• _課題の条件_: 以下の記録のうち、「Localize tree on」を含む行から「337;196;363;245」を含む行までを、一字も変えずに書き出してください。最初の行と最後の行も含めること。

• _提供された記録_:
▼

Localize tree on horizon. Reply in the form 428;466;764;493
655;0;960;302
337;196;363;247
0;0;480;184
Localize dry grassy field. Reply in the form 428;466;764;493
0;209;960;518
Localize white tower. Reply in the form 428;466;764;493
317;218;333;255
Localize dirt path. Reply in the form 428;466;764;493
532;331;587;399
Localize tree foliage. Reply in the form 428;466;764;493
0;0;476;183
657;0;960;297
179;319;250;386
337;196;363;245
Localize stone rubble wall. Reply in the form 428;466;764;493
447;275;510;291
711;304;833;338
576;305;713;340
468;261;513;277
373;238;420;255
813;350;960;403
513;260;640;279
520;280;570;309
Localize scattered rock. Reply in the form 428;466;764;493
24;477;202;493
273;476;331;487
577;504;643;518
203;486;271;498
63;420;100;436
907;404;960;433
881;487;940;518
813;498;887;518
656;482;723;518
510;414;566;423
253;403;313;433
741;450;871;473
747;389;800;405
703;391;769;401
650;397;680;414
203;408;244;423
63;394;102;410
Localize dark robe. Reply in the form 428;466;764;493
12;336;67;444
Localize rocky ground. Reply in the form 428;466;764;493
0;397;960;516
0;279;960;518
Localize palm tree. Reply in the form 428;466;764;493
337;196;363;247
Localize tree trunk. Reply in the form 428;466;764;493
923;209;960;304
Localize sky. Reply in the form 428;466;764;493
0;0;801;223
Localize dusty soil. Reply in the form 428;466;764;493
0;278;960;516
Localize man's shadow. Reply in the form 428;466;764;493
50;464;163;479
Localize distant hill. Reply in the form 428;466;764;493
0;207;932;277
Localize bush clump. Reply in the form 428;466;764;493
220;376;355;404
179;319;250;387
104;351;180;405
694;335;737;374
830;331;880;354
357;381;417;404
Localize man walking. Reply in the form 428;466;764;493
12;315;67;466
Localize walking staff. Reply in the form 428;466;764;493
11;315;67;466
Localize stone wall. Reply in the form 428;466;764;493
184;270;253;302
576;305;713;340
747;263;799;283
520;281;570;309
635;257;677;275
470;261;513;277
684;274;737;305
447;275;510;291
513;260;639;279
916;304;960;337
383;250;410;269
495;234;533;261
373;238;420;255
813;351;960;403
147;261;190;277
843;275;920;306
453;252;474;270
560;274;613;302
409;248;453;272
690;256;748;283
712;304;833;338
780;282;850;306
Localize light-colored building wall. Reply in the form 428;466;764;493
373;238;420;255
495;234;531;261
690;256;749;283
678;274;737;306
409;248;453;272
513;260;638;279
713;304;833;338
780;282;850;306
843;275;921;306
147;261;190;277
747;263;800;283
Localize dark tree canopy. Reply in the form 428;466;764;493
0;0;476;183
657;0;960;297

▲
▼

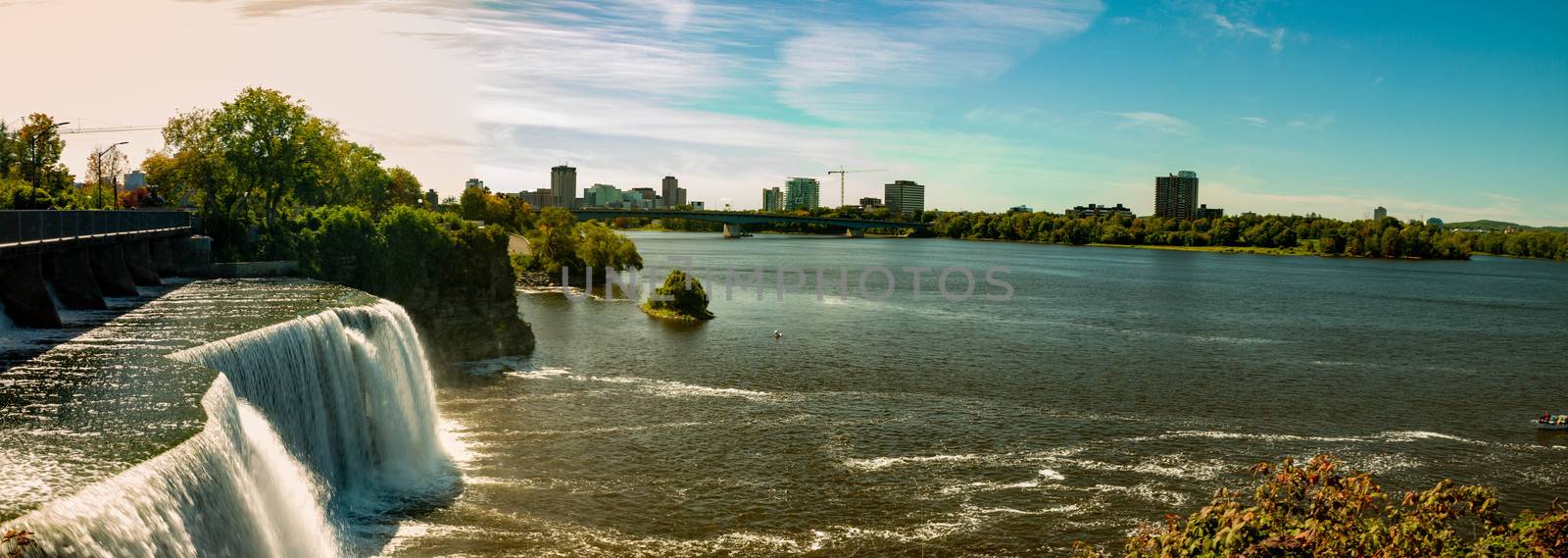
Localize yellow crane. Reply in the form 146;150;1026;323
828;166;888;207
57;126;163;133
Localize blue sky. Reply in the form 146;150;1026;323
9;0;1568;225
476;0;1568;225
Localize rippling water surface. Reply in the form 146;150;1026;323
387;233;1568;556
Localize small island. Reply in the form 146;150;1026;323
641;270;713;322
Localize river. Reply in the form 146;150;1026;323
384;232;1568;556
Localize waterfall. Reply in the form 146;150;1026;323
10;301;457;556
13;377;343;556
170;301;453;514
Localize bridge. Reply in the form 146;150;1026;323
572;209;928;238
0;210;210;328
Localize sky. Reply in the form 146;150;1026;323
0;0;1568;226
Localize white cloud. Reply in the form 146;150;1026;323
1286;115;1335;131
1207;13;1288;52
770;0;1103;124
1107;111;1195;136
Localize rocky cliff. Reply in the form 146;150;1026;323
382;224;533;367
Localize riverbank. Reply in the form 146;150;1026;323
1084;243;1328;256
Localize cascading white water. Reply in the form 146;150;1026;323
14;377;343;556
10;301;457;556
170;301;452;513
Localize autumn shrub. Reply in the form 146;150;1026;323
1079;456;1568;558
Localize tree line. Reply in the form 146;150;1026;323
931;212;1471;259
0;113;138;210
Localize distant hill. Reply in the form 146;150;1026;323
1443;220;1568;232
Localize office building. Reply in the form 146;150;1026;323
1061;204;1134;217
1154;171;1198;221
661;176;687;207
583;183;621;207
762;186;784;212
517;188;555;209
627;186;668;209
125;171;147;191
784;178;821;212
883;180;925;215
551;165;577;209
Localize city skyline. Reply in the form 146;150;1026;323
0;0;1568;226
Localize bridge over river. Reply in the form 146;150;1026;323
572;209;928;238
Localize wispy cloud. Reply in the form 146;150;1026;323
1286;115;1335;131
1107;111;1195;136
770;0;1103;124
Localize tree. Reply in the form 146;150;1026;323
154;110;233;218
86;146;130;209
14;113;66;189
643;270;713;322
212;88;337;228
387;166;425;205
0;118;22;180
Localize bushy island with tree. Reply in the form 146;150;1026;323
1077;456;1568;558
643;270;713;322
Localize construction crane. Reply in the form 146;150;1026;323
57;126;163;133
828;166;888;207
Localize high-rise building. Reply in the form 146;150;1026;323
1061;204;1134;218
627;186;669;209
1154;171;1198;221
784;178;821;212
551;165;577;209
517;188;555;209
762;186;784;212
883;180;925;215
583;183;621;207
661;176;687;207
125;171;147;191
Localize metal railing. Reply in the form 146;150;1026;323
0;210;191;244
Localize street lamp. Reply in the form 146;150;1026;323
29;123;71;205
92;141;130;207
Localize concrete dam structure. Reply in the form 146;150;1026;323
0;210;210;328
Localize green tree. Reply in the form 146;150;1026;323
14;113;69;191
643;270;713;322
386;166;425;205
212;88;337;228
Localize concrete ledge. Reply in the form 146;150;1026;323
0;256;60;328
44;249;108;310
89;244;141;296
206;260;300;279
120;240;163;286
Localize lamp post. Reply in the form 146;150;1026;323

▲
▼

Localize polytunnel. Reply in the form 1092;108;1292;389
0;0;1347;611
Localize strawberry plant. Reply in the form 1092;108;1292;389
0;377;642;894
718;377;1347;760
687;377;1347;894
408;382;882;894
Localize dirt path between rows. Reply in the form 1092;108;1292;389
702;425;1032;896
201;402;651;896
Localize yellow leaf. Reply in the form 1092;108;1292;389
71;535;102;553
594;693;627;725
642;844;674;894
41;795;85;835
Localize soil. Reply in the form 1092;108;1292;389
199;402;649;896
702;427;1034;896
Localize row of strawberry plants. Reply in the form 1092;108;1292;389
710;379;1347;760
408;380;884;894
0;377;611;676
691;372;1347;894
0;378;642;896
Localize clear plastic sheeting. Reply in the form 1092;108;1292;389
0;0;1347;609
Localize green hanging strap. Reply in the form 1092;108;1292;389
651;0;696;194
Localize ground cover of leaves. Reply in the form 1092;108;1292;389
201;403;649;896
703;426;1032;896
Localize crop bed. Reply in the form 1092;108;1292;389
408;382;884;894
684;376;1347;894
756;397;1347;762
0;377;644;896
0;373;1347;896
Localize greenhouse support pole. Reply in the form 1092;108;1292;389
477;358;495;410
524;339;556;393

▲

• _回答_:
Localize tree on horizon. Reply in the form 428;466;764;493
655;0;960;302
337;196;363;247
0;0;480;184
Localize dry grassy field. Reply in the form 428;466;764;493
0;209;960;518
Localize white tower. Reply in the form 428;466;764;493
317;218;333;255
Localize dirt path. Reply in the form 428;466;764;493
532;331;587;399
Localize tree foliage. Reply in the form 428;466;764;493
0;0;476;183
657;0;960;297
179;319;250;386
337;196;363;245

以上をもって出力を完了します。